### [STATED GOAL]
Starting at the line containing "fried chicken in" and ending at the end of the records, render those lines as a numbered list, leaving out any blank lines.

### [MATERIAL SHOWN]
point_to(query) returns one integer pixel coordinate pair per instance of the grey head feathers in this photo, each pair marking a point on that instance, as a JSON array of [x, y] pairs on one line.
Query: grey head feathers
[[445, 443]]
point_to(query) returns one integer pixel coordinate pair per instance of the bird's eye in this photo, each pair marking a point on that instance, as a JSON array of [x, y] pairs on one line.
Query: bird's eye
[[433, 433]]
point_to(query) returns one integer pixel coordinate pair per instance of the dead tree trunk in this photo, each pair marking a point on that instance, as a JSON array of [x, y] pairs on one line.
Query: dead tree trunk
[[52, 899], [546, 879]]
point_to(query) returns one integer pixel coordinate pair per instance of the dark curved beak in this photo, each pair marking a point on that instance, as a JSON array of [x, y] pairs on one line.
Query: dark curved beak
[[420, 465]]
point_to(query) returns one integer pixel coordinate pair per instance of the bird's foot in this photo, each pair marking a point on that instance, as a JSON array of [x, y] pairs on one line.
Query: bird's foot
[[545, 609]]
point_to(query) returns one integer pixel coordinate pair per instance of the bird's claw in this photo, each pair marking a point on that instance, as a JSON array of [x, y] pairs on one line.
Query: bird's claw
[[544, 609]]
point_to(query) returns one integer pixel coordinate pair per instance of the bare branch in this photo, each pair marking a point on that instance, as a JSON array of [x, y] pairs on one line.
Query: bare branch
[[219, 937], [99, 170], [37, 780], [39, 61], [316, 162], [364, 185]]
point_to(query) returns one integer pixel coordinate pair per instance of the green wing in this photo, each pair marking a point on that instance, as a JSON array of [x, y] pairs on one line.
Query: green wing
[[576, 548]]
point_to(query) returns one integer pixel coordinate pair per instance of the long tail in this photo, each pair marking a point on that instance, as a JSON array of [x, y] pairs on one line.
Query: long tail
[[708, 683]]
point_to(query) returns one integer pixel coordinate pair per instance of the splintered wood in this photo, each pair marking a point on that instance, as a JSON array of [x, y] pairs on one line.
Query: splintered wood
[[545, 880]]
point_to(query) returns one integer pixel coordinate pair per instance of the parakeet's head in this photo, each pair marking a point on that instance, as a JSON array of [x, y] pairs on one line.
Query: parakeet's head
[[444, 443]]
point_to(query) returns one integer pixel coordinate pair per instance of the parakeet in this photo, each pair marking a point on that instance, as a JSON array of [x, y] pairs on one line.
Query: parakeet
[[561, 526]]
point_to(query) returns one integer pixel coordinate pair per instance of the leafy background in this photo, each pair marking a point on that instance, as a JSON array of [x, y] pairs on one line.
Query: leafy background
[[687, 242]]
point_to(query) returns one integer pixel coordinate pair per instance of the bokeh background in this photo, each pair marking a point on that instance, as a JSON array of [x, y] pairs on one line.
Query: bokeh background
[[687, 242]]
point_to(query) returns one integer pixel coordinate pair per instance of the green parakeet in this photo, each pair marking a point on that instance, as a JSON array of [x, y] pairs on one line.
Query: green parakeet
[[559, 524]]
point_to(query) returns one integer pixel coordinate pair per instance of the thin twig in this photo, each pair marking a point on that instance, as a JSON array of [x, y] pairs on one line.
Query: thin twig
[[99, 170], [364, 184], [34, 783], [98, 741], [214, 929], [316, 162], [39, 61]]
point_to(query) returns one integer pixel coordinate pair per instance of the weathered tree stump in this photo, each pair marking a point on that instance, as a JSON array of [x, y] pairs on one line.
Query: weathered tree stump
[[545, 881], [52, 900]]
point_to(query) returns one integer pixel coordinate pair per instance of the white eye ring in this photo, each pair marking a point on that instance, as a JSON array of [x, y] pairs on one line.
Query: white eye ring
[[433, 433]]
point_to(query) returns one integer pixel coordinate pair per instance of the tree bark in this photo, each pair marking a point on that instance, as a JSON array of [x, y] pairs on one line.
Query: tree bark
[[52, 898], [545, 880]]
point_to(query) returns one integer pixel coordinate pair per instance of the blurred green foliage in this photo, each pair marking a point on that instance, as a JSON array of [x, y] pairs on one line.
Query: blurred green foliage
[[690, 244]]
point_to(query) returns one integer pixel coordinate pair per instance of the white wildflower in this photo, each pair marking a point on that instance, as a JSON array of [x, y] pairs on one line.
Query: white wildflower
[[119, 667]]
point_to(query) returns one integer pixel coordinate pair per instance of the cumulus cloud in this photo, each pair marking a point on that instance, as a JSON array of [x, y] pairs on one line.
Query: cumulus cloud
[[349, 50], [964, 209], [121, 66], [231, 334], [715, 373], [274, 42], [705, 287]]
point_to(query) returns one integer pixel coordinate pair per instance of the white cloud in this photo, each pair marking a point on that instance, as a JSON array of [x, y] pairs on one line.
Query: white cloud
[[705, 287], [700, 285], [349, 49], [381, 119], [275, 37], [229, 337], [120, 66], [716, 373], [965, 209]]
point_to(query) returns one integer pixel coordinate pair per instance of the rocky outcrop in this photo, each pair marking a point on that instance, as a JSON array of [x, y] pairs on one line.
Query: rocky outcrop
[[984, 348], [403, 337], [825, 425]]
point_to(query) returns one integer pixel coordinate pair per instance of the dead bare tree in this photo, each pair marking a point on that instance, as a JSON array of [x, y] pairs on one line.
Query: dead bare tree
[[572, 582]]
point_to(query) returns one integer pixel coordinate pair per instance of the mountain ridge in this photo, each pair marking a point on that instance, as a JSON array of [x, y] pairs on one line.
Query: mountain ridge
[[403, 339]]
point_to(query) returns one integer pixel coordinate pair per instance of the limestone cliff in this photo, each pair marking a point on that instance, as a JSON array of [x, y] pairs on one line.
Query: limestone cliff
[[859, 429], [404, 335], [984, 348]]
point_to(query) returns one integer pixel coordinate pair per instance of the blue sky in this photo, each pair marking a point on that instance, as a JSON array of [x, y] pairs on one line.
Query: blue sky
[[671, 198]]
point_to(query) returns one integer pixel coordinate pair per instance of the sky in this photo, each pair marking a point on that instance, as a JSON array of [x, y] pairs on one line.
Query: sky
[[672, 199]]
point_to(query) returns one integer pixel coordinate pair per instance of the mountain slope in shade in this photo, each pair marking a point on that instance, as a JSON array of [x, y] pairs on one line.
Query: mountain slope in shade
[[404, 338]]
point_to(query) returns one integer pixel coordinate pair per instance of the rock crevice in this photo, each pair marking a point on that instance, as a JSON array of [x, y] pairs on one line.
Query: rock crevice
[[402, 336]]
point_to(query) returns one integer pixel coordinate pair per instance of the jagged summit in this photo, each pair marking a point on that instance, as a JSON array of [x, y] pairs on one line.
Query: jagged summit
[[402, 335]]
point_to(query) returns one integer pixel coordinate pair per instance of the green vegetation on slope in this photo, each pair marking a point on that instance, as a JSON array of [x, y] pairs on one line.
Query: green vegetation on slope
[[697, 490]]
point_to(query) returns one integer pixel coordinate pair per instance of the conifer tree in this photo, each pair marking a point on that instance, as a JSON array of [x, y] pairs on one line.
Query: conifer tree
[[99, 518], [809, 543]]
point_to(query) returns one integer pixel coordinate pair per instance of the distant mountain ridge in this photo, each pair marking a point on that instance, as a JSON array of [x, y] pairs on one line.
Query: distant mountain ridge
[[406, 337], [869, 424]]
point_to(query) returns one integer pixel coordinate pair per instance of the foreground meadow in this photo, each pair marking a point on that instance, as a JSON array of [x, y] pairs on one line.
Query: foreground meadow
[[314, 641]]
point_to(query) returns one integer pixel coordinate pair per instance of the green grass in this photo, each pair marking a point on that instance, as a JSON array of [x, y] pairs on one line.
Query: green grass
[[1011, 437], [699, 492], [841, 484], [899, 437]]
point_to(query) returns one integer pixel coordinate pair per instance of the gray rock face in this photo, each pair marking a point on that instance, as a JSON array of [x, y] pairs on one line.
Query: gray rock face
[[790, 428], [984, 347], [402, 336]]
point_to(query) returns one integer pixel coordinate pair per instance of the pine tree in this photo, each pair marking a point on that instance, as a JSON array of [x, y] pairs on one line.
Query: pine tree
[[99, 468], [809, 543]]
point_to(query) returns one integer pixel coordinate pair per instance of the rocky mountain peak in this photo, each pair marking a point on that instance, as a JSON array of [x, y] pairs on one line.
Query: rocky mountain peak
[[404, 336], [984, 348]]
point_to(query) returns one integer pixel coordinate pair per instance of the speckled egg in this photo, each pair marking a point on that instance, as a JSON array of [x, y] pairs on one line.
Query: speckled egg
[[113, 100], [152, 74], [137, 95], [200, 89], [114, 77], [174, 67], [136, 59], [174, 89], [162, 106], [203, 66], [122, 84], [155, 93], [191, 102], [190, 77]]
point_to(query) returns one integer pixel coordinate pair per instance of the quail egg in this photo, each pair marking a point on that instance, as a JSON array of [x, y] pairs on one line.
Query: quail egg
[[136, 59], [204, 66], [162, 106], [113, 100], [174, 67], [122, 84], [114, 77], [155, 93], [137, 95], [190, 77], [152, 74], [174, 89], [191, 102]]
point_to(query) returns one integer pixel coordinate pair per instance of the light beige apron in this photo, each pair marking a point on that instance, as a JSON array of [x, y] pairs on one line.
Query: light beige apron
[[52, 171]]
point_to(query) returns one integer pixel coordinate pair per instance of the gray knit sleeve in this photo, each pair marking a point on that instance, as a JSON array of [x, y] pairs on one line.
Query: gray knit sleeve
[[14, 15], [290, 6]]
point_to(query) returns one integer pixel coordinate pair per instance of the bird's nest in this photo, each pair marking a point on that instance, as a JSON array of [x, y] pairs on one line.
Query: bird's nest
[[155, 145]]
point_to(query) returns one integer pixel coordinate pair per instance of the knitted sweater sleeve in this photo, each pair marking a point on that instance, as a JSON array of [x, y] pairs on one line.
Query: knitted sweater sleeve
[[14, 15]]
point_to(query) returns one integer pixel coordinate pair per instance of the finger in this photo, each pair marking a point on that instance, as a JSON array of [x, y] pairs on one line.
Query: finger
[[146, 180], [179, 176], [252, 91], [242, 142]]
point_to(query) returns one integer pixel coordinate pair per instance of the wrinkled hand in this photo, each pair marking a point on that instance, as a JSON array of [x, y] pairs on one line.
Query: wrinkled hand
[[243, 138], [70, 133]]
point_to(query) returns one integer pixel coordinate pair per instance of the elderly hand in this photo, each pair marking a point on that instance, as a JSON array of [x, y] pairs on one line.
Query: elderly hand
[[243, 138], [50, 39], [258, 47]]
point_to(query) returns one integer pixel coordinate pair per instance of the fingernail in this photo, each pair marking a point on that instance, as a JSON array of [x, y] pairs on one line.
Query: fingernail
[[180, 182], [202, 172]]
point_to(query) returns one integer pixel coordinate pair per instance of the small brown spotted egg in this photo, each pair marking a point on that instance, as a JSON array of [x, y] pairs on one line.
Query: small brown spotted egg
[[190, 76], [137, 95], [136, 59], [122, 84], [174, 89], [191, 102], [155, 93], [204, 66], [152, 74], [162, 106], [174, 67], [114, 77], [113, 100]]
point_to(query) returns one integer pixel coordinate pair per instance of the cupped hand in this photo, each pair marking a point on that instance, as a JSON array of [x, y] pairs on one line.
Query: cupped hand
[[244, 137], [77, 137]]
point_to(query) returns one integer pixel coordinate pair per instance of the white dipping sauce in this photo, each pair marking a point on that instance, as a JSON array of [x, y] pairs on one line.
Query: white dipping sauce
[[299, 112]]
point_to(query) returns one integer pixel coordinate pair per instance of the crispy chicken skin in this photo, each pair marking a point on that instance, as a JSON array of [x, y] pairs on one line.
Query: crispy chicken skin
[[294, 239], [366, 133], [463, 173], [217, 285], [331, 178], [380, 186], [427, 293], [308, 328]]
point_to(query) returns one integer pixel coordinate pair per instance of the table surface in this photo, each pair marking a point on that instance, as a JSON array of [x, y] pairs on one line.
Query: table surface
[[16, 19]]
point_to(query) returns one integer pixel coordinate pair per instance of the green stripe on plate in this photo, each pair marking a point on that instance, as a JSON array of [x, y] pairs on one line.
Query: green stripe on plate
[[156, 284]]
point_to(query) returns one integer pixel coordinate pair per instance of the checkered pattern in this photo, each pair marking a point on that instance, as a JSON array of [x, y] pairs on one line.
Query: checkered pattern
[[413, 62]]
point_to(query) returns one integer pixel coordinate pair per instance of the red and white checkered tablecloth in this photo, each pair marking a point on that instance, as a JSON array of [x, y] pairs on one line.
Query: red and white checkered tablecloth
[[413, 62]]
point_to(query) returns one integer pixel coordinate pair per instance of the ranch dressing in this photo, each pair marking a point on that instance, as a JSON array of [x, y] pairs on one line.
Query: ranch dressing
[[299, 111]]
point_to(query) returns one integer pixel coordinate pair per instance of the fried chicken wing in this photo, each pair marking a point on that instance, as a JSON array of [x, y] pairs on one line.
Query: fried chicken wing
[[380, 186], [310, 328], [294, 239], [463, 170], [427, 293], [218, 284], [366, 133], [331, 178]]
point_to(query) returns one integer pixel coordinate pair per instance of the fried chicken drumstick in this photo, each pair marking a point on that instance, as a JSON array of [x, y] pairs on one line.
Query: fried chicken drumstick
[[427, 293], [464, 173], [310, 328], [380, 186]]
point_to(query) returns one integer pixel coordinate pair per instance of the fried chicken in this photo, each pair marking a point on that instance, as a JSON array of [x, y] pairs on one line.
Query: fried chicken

### [SOLUTION FOR THIS EXERCISE]
1. point_to(query) returns one integer pixel coordinate pair per instance of the fried chicken in this photo, each pair marking a point on that instance, as a JSON array of [x, y] pairs on one line.
2. Query: fried chicken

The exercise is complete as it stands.